(Reading text)
^^^^^^^^^^^^^^^^
The visible front includes familiar forms of state aggression — industrial espionage, economic coercion, transnational repression, intellectual property theft, election interference, and the covert financing of protest movements. The second, more insidious track, is cognitive warfare: the manipulation of information systems, digital platforms, and social media networks to fracture democratic cohesion and weaken public trust from within. China’s influence operations, according to the authors, serve not merely to shape narratives but to provide cover for far more dangerous strategic objectives.
They cite a pattern of “targeted influence campaigns to undermine, corrupt, persuade and destabilize regimes such as Brazil, Mexico, Canada, Panama, some European Union states and many Sub-Saharan African nations.” These efforts are complemented by sustained economic coercion, intimidation of diaspora communities, trafficking in weapons and narcotics, and the exploitation of academic and technological partnerships — all deployed as tools of indirect warfare.
“Such non-lethal efforts in unsuspecting societies and regimes often succeed,” the authors write, “because feckless leaders are too naive to grasp the insidious assassin’s mace approach.”
In this argument, fentanyl is a primary weapon — and states like Canada remain in denial about their institutional role in enabling the shift of Chinese production and trafficking routes.
Seen through the lens of North America’s fentanyl crisis — in which hundreds of thousands have died while policymakers continue to treat the emergency as a public health or law enforcement issue — the authors argue the Chinese Communist Party is already attacking Western defenses via transnational crime proxies.
“These hostile state extensions are engaged in biochemical warfare against a tightly clustered group of Western countries,” they write. “The effects have been devastating but are fragile and reversible once the massive information asymmetries regarding network structure are rebalanced. The successful collapse of these syndicates in the Five Eyes nations will reduce the likelihood of spread to other countries. The inverse is also true.”
The fentanyl trade, they argue, defies the logic of conventional criminal markets. Unlike heroin or cocaine, synthetic opioids annihilate their own user base. “Fentanyl-laced heroin does not generate a stable population of consumers,” they note, “given the high fatality rates of users.” In a rational market, a drug enterprise seeks to cultivate long-term demand. Fentanyl destroys it. And yet, production and distribution continue to scale exponentially.
Unlike traditional cartels, which can be disrupted through leadership arrests or financial seizures, a state-backed trafficking network is more resilient, adaptive, and strategically dangerous. The CCP’s role — supplying precursor chemicals, trafficking infrastructure, and, in some cases, managerial oversight — elevates the threat from criminal to geopolitical.
That threat, they note, is not evenly distributed. The most devastating effects of synthetic narcotics are concentrated in the Five Eyes intelligence alliance: the United States, Canada, the United Kingdom, Australia, and New Zealand. Europe, despite its liberalized approach to drug markets, has seen no comparable surge in fentanyl fatalities — yet.
^^^^^^^^^^^^^^^^
(What you are asked to do) From the passage on fentanyl and Chinese influence operations, write out the part that begins at the words "The fentanyl trade, they" and stops after "to scale exponentially.". The records have nothing to do with the passage on fentanyl and Chinese influence operations.

(Data for analysis)
^^^^^^^^^^^^^^^^
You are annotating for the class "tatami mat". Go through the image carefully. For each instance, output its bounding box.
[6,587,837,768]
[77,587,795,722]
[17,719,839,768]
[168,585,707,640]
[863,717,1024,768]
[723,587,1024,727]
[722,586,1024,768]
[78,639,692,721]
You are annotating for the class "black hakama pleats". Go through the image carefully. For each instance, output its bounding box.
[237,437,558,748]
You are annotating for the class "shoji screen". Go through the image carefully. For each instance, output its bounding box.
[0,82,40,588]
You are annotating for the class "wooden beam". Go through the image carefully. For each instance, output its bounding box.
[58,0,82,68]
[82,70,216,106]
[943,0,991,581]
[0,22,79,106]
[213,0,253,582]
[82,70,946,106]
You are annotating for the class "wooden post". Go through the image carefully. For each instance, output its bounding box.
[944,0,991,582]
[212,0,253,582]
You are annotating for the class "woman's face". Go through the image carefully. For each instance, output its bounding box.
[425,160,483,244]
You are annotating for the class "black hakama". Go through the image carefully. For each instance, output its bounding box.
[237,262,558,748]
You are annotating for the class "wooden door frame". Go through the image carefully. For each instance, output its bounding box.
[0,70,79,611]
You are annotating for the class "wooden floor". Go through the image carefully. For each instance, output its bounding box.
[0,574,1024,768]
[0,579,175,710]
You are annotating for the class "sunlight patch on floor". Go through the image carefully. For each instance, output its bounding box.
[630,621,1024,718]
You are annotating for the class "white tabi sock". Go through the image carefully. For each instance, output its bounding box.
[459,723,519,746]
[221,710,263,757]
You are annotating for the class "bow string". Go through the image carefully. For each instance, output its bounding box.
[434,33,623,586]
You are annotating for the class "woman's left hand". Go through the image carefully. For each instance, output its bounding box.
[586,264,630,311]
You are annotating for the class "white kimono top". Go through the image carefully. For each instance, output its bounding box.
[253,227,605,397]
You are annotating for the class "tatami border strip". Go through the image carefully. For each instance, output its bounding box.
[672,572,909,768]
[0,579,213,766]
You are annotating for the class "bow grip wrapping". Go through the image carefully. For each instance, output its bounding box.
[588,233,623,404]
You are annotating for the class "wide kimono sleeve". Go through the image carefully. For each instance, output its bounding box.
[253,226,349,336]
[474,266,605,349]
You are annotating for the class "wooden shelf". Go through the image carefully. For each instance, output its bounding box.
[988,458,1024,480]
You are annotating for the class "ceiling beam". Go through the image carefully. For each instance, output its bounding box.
^^^^^^^^^^^^^^^^
(Solution to this problem)
The fentanyl trade, they argue, defies the logic of conventional criminal markets. Unlike heroin or cocaine, synthetic opioids annihilate their own user base. “Fentanyl-laced heroin does not generate a stable population of consumers,” they note, “given the high fatality rates of users.” In a rational market, a drug enterprise seeks to cultivate long-term demand. Fentanyl destroys it. And yet, production and distribution continue to scale exponentially.